Put each line of the records below into a Markdown table with two columns, Row and Line. Number the rows in order and leave out any blank lines.

▸ Records
----------
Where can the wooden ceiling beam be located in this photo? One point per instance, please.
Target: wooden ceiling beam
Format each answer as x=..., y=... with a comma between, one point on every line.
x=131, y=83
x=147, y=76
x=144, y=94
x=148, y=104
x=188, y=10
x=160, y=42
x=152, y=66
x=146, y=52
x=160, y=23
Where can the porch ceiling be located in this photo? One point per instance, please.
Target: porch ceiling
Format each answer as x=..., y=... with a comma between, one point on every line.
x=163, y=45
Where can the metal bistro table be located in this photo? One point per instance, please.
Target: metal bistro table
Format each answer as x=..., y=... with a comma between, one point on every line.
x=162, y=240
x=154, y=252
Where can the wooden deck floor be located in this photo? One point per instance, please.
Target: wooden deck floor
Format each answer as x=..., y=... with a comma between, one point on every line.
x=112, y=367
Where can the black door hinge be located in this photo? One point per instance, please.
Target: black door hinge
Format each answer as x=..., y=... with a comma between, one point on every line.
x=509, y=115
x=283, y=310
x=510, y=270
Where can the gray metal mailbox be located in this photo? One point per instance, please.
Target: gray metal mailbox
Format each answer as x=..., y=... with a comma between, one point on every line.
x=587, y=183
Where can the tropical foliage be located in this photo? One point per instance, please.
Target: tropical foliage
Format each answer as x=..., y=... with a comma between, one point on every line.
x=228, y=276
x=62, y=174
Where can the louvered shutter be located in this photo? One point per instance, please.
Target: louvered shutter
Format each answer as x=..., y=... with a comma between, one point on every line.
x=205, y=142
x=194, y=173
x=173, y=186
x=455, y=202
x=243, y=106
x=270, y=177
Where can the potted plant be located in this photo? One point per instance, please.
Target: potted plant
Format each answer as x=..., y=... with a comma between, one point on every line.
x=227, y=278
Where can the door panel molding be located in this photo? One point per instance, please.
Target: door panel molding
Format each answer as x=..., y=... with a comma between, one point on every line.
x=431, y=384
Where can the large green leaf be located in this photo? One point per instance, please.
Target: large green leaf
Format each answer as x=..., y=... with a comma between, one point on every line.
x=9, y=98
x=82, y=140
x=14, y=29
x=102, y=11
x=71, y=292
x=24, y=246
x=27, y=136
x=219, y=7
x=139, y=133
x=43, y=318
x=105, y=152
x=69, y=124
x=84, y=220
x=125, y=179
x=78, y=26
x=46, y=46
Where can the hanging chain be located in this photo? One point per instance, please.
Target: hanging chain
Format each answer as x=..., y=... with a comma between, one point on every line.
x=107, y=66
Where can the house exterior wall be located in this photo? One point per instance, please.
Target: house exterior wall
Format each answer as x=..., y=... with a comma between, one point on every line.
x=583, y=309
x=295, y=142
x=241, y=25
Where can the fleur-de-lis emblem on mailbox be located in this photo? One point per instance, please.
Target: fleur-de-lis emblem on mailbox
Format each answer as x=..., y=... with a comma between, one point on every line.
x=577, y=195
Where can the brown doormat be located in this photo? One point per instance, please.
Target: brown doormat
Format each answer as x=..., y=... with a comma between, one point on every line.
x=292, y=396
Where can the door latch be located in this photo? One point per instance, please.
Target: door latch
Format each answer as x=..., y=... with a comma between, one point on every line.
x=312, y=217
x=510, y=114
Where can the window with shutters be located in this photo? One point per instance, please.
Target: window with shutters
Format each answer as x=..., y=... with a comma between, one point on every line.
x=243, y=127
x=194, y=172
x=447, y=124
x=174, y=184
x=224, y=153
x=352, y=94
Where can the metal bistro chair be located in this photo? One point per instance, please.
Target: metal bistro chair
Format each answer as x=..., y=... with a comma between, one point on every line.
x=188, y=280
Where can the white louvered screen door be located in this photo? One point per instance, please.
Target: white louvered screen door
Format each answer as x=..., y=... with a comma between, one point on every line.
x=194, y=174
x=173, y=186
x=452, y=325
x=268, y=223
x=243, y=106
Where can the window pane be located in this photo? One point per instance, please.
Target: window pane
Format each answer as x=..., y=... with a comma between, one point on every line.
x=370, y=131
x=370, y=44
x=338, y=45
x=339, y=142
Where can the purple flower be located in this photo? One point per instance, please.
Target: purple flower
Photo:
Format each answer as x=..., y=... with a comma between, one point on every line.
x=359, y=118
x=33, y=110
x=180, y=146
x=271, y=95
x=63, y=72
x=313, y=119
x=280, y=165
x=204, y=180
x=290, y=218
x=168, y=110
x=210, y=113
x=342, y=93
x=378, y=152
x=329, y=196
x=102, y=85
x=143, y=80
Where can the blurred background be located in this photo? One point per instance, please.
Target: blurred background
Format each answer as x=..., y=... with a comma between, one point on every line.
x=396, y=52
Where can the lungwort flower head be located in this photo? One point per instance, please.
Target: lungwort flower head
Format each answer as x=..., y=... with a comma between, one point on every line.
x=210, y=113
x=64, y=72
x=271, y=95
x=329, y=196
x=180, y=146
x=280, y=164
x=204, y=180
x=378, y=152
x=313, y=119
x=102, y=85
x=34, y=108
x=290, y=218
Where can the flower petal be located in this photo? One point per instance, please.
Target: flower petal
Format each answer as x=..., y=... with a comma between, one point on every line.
----------
▸ THE REPLY
| Row | Line |
|---|---|
| 1 | Where can the wooden ceiling beam be located in this photo? One point per instance, please. |
| 2 | Target: wooden ceiling beam |
| 3 | Format each answer as x=..., y=... with a comma between, one point on every line. |
| 4 | x=131, y=83 |
| 5 | x=147, y=76 |
| 6 | x=144, y=94 |
| 7 | x=148, y=104 |
| 8 | x=188, y=10 |
| 9 | x=160, y=42 |
| 10 | x=152, y=66 |
| 11 | x=146, y=52 |
| 12 | x=160, y=23 |
| 13 | Where can the porch ceiling be located in this photo? One point per instance, please. |
| 14 | Target: porch ceiling |
| 15 | Format each answer as x=..., y=... with a comma between, one point on every line. |
| 16 | x=163, y=45 |
| 17 | Where can the metal bistro table be located in this photo? One point per instance, please. |
| 18 | Target: metal bistro table |
| 19 | Format each answer as x=..., y=... with a comma between, one point on every line. |
| 20 | x=162, y=240 |
| 21 | x=154, y=252 |
| 22 | Where can the wooden deck floor be located in this photo? One point per instance, please. |
| 23 | Target: wooden deck floor |
| 24 | Format each answer as x=..., y=... with a comma between, one point on every line. |
| 25 | x=112, y=367 |
| 26 | Where can the black door hinge be located in this photo? One point per instance, please. |
| 27 | Target: black door hinge |
| 28 | Format each answer as x=..., y=... with a comma between, one point on every line. |
| 29 | x=509, y=115 |
| 30 | x=283, y=310 |
| 31 | x=510, y=270 |
| 32 | Where can the gray metal mailbox be located in this photo? One point per instance, please. |
| 33 | Target: gray metal mailbox |
| 34 | Format each answer as x=..., y=... with a comma between, one point on every line. |
| 35 | x=587, y=183 |
| 36 | Where can the tropical foliage be located in this photo? One point per instance, please. |
| 37 | Target: tropical foliage |
| 38 | Format each answer as x=..., y=... with a comma between, one point on every line. |
| 39 | x=228, y=276 |
| 40 | x=62, y=174 |
| 41 | Where can the louvered shutter be located in this photo? One point per instance, please. |
| 42 | Target: louvered shutter |
| 43 | Format each answer as x=..., y=... with a comma between, one point on every line. |
| 44 | x=205, y=142 |
| 45 | x=194, y=173 |
| 46 | x=173, y=186 |
| 47 | x=455, y=202 |
| 48 | x=243, y=106 |
| 49 | x=270, y=177 |
| 50 | Where can the potted plant be located in this photo? One point per instance, please. |
| 51 | Target: potted plant |
| 52 | Format each answer as x=..., y=... with a comma between, one point on every line. |
| 53 | x=227, y=278 |
| 54 | Where can the door panel molding be located in this photo? One point per instance, please. |
| 55 | Target: door panel molding |
| 56 | Format each answer as x=..., y=... with a comma between, one point on every line. |
| 57 | x=431, y=384 |
| 58 | Where can the large green leaf be located in this photo? One point per instance, please. |
| 59 | Target: large green leaf |
| 60 | Format each answer as x=..., y=... with a comma between, one point on every line. |
| 61 | x=9, y=98 |
| 62 | x=82, y=140 |
| 63 | x=14, y=29 |
| 64 | x=102, y=11 |
| 65 | x=71, y=292 |
| 66 | x=24, y=246 |
| 67 | x=27, y=136 |
| 68 | x=219, y=7 |
| 69 | x=139, y=133 |
| 70 | x=43, y=318 |
| 71 | x=105, y=152 |
| 72 | x=69, y=124 |
| 73 | x=84, y=220 |
| 74 | x=125, y=179 |
| 75 | x=78, y=26 |
| 76 | x=46, y=46 |
| 77 | Where can the hanging chain be located in this photo? One point per instance, please. |
| 78 | Target: hanging chain |
| 79 | Format each answer as x=..., y=... with a comma between, one point on every line. |
| 80 | x=107, y=66 |
| 81 | Where can the house exterior wall be located in this photo? One point per instance, please. |
| 82 | Target: house exterior wall |
| 83 | Format each answer as x=..., y=... with a comma between, one point on every line. |
| 84 | x=583, y=309 |
| 85 | x=295, y=142 |
| 86 | x=241, y=25 |
| 87 | Where can the fleur-de-lis emblem on mailbox be located in this photo? One point per instance, please. |
| 88 | Target: fleur-de-lis emblem on mailbox |
| 89 | Format each answer as x=..., y=... with a comma between, one point on every line. |
| 90 | x=577, y=195 |
| 91 | Where can the brown doormat be located in this photo? One point per instance, please. |
| 92 | Target: brown doormat |
| 93 | Format each answer as x=..., y=... with a comma between, one point on every line. |
| 94 | x=292, y=396 |
| 95 | Where can the door latch be located in this photo? One point per instance, please. |
| 96 | Target: door latch |
| 97 | Format each answer as x=..., y=... with a comma between, one point on every line. |
| 98 | x=312, y=217 |
| 99 | x=510, y=114 |
| 100 | Where can the window with shutters be located in this photo? One point per instance, please. |
| 101 | Target: window with shutters |
| 102 | Format each answer as x=..., y=... with a comma between, one point on every line. |
| 103 | x=243, y=127 |
| 104 | x=194, y=172 |
| 105 | x=447, y=124 |
| 106 | x=174, y=184 |
| 107 | x=224, y=153 |
| 108 | x=352, y=94 |
| 109 | Where can the metal bistro chair be located in this photo? One point per instance, please. |
| 110 | Target: metal bistro chair |
| 111 | Format each answer as x=..., y=... with a comma between, one point on every line. |
| 112 | x=188, y=280 |
| 113 | Where can the white louvered screen door be located in this photo? One point per instance, please. |
| 114 | Target: white louvered screen door |
| 115 | Format each answer as x=..., y=... with a comma between, one point on every line. |
| 116 | x=194, y=174 |
| 117 | x=173, y=186 |
| 118 | x=452, y=325 |
| 119 | x=268, y=223 |
| 120 | x=243, y=106 |
| 121 | Where can the window pane be located in this photo? One point per instance, please. |
| 122 | Target: window pane |
| 123 | Format each answer as x=..., y=... with a comma between, one point on every line. |
| 124 | x=370, y=131 |
| 125 | x=370, y=44 |
| 126 | x=338, y=45 |
| 127 | x=339, y=142 |
| 128 | Where can the purple flower be located in this photo? One point per instance, please. |
| 129 | Target: purple flower |
| 130 | Photo: |
| 131 | Format each answer as x=..., y=... with a comma between, one point on every line. |
| 132 | x=359, y=118 |
| 133 | x=33, y=110 |
| 134 | x=180, y=146 |
| 135 | x=271, y=95 |
| 136 | x=63, y=72 |
| 137 | x=313, y=119 |
| 138 | x=280, y=165 |
| 139 | x=204, y=180 |
| 140 | x=290, y=218 |
| 141 | x=168, y=110 |
| 142 | x=210, y=113 |
| 143 | x=342, y=93 |
| 144 | x=378, y=152 |
| 145 | x=329, y=196 |
| 146 | x=102, y=85 |
| 147 | x=143, y=80 |
| 148 | Where can the blurred background be located in this photo? One point per instance, please. |
| 149 | Target: blurred background |
| 150 | Format each answer as x=..., y=... with a comma between, one point on every line. |
| 151 | x=396, y=52 |
| 152 | Where can the lungwort flower head be located in this photo? One point per instance, please. |
| 153 | Target: lungwort flower head |
| 154 | Format each answer as x=..., y=... with a comma between, one point on every line. |
| 155 | x=210, y=113 |
| 156 | x=64, y=72 |
| 157 | x=271, y=95 |
| 158 | x=329, y=196 |
| 159 | x=180, y=146 |
| 160 | x=280, y=164 |
| 161 | x=204, y=180 |
| 162 | x=378, y=152 |
| 163 | x=313, y=119 |
| 164 | x=102, y=85 |
| 165 | x=34, y=108 |
| 166 | x=290, y=218 |
| 167 | Where can the flower petal be located in this photo? One point per instance, please. |
| 168 | Target: flower petal |
| 169 | Format each answer as x=..., y=... with a comma between, one point on every line. |